Tsushima Strait

The map of the Tsushima strait

Tsushima Strait (対馬海峡, Tsushima Kaikyō)[1] or Eastern Channel[2] (동수로 Dongsuro) is a channel of the Korea Strait, which lies between Korea and Japan, connecting the Sea of Japan, the Yellow Sea, and the East China Sea.

The strait is the channel to the east and southeast of Tsushima Island, with the Japanese islands of Honshu to the east and northeast, and Kyushu and the Gotō Islands to the south and southeast. It is narrowest south-east of Shimono-shima, the south end of Tsushima Island proper, constricted there by nearby Iki Island, which lies wholly in the strait near the tip of Honshu. South of that point Japan's Inland Sea mingles its waters through the narrow Kanmon Strait between Honshu and Kyushu, with those of the Eastern Channel, making for some of the busiest sea lanes in the world.

The Strait was the site of the decisive naval battle in the Russo-Japanese War, the Battle of Tsushima, between the Japanese and Russian navies in 1905, in which the Russian fleet was virtually destroyed.[3]

Geography

The Tsushima Strait measures approximately 100 kilometres along Tsushima Island and is about 65 kilometres wide at its narrowest. The strait has a depth of about 140[4] metres and is bounded by the Tsushima Islands to the west through north (of Gotō Islands). Nearby Iki Island lies in the strait about 50 kilometres towards Kyūshū from the southern tip of Kamino-shima (South Island).

A warm branch of the Kuroshio Current passes through the strait. Originating along the Japanese islands, this current passes through the Sea of Japan then a branch eventually flowing into the Northern Pacific Ocean via the Tsugaru Strait south of Hokkaido. Another branch continues far northward and divides along either shore of Sakhalin Island; eventually flowing into the Sea of Okhotsk via the La Perouse Strait north of Hokkaido and via the Strait of Tartary into the Sea of Okhotsk north of Sakhalin Island near Vladivostok.

The Kuroshio Current brings rich fisheries resources from the East China Sea into the Sea of Japan, like Japanese amberjack, Japanese horse mackerel, but these days also brings disaster like mass aggregation of gigantic Nomura's jellyfish and waste from countries along the course of the current.

A commercial ferry service operates between Shimonoseki at the western tip of Honshu and Busan (aka Pusan), South Korea. Another operates between Shimonoseki and Tsushima Island. The cities of Kitakyushu (Kyushu) and Shimonoseki (Honshu) are joined by an ocean-spanning bridge across the Kanmon Strait joining those cities with Nagasaki, which latter city serves as prefecture-level capital and administers both Tsushima and Iki Island. The Kanmon Strait lies approximately 85 miles (135 km) due east of the center of Tsushima Island, while Nagasaki city proper lies about 100 miles (165 km) to the south-south-east of the southern tip of the island.

WORK TO DO:
1 > Name every strait the Tsushima Strait article mentions besides the Tsushima Strait itself.
2 > Using the Tsushima Strait article, decide whether each statement agrees with it: (a) At its narrowest point, the strait is about 65 kilometers wide. (b) Iki Island lies only partly within the strait. (c) One branch of the Kuroshio Current reaches the Sea of Okhotsk through the Tsugaru Strait.
3 > From the Tsushima Strait article, reproduce the passage starting with "The Strait was" and going on through "Kamino-shima (South Island).".

DATASET RECORDS:
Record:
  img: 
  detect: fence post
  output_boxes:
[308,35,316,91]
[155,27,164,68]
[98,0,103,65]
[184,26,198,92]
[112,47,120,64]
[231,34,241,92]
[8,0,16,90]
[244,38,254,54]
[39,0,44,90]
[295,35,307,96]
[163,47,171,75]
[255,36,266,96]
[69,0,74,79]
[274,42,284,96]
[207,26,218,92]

RESPONSES PER TASK:
1 > Korea Strait, Kanmon Strait, Tsugaru Strait, La Perouse Strait, Strait of Tartary

2 >
(a) Yes: "is about 65 kilometres wide at its narrowest"
(b) No: "which lies wholly in the strait near the tip of Honshu"
(c) No: "a branch eventually flowing into the Northern Pacific Ocean via the Tsugaru Strait south of Hokkaido"

3 >
The Strait was the site of the decisive naval battle in the Russo-Japanese War, the Battle of Tsushima, between the Japanese and Russian navies in 1905, in which the Russian fleet was virtually destroyed.[3]

Geography

The Tsushima Strait measures approximately 100 kilometres along Tsushima Island and is about 65 kilometres wide at its narrowest. The strait has a depth of about 140[4] metres and is bounded by the Tsushima Islands to the west through north (of Gotō Islands). Nearby Iki Island lies in the strait about 50 kilometres towards Kyūshū from the southern tip of Kamino-shima (South Island).